__What the task asks__
Your answer should be the full set of records, printed exactly as they stand.

__Records supplied__
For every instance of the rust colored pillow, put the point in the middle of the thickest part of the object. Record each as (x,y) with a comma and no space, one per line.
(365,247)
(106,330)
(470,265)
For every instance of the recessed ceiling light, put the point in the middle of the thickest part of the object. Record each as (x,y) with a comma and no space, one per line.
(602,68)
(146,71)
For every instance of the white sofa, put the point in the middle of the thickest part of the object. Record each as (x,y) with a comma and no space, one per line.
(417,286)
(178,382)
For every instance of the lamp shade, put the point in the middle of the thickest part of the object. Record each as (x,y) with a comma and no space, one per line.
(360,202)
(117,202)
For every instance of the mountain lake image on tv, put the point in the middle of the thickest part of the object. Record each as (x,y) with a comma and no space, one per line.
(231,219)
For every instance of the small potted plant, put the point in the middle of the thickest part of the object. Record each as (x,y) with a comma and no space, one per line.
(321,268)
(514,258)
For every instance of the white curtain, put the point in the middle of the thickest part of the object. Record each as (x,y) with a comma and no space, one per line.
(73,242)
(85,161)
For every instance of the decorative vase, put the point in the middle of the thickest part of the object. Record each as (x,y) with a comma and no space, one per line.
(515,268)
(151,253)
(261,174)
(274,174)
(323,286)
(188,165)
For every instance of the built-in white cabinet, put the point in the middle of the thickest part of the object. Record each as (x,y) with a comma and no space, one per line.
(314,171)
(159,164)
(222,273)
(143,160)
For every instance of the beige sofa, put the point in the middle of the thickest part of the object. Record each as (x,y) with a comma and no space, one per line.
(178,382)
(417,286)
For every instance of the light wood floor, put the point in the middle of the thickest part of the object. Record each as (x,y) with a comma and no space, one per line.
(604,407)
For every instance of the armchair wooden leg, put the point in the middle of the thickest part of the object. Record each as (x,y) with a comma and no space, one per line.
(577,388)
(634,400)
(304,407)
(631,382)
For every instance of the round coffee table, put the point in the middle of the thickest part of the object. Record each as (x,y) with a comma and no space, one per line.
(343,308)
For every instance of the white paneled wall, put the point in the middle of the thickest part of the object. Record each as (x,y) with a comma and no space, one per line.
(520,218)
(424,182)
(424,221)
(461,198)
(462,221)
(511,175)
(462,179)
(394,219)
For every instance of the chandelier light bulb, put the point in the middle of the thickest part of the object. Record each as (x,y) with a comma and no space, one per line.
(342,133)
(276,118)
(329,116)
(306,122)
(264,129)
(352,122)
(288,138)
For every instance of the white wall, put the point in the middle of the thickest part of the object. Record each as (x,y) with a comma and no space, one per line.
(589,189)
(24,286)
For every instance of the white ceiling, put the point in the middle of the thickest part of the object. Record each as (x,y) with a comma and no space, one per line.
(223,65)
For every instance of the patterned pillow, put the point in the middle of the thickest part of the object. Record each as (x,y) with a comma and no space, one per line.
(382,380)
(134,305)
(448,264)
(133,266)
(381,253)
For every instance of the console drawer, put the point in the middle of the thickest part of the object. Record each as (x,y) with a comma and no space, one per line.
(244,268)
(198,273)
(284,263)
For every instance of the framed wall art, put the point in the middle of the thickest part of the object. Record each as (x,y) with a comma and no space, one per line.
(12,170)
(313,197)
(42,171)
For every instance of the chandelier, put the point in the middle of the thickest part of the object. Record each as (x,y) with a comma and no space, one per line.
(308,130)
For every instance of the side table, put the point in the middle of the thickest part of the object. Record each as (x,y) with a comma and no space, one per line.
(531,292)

__The answer__
For every instance of the rust colored pillow, put the point in the middle of the thickest part of the object. Record each as (x,y) with a comma and no space, one per line.
(365,247)
(106,330)
(470,265)
For every instance of the recessed ceiling light, put the point in the middle of the thickest part of the object. Record each as (x,y) with a comma and no space, one per line.
(602,68)
(146,71)
For every instance of the white sofa, put the point in the middle of the thickest part of the object. Record each as (x,y) with a comma and no space, one per line.
(417,286)
(178,382)
For every instance of the lamp shade, put the point in the middle of the thickest part of the object. Record each as (x,y) with a comma and no space, one per line.
(360,202)
(117,202)
For every instance of the mountain lake image on tv, put the point in the middle of the thickest part of the object. Record each as (x,y) with a comma and no space, one per line.
(231,219)
For every instance of the small potted plant, put the point in the middle of the thickest part of the object. Record each as (x,y) with a comma and no space, one per line.
(321,268)
(514,258)
For every instance of the white curtain, put the point in the middle of the thickest part of the object. Record each as (x,y) with a comma and no space, one per line.
(73,242)
(85,161)
For every instance of the decorative vase, put the point in the middle of the thickest part of the object. Record each as (x,y) with a comma and no space, one per line.
(515,268)
(151,253)
(261,174)
(274,174)
(323,286)
(188,165)
For every instance of the built-in white cabinet, put the point in the middle of the thickest part of the object. Record each as (x,y) with a comma and no space, one per line.
(314,171)
(159,164)
(222,273)
(143,160)
For every instance of the beige sofa, put the point in the middle of the thickest part of the object. Record each as (x,y) with a comma and no space, one per line.
(178,382)
(417,286)
For every instance of the light wood floor, put the point in the middle of the thickest part of the object. Record each as (x,y) with a comma and no space, one per line.
(604,407)
For every instance of the armchair wooden leg, put the point in the middle of the thickest part of the object. Record each as (x,y) with a comma and no space, one per line.
(577,388)
(634,400)
(304,407)
(631,382)
For every instance of the round coffee table, put the point in the middle of the thickest part of the object. Record each as (x,y) with a comma and no space, one per line.
(343,308)
For every instance of the white paneled wall, put the point in the middle of the thickest part of the object. Record each as (x,y) with a comma and no space, one per line.
(520,218)
(424,182)
(424,221)
(461,198)
(462,221)
(511,175)
(462,179)
(394,219)
For every instance of the chandelier light bulb, put the point in the middle of the thickest part of the object. Record each as (x,y) with a comma and no space, one per line.
(342,133)
(276,118)
(329,116)
(306,122)
(264,129)
(352,122)
(288,138)
For every instance of the white wall, put the point in the middle of the thickest part of the object. Record each as (x,y) with a comma and no space, one per line.
(589,189)
(24,286)
For every instance of the white ceiling, put the point in the middle of the thickest part of the object. Record each as (x,y) with a comma and no space, one per line.
(223,65)
For every instance of the patterned pillow, put the point in the middle of the thickest part of the object. Record each as (x,y) with a comma and no space, one per line.
(382,380)
(134,305)
(448,264)
(133,266)
(381,253)
For every instance of the console drawer, put the point in the middle of the thickest part of the object. Record each as (x,y) with a comma and no space, one per line.
(244,268)
(198,273)
(284,263)
For every instance of the framed wall art, put the point in the middle of the thickest part of the object. Record each as (x,y) with a comma and no space, one per line.
(12,170)
(313,197)
(42,171)
For every instance of the chandelier, put the point in the middle of the thickest part of the object. Record each as (x,y) with a comma and no space, one per line.
(308,130)
For every instance of the side table, put the point in the middle of the thickest part of the object. Record each as (x,y) with a comma and no space, one per line.
(531,292)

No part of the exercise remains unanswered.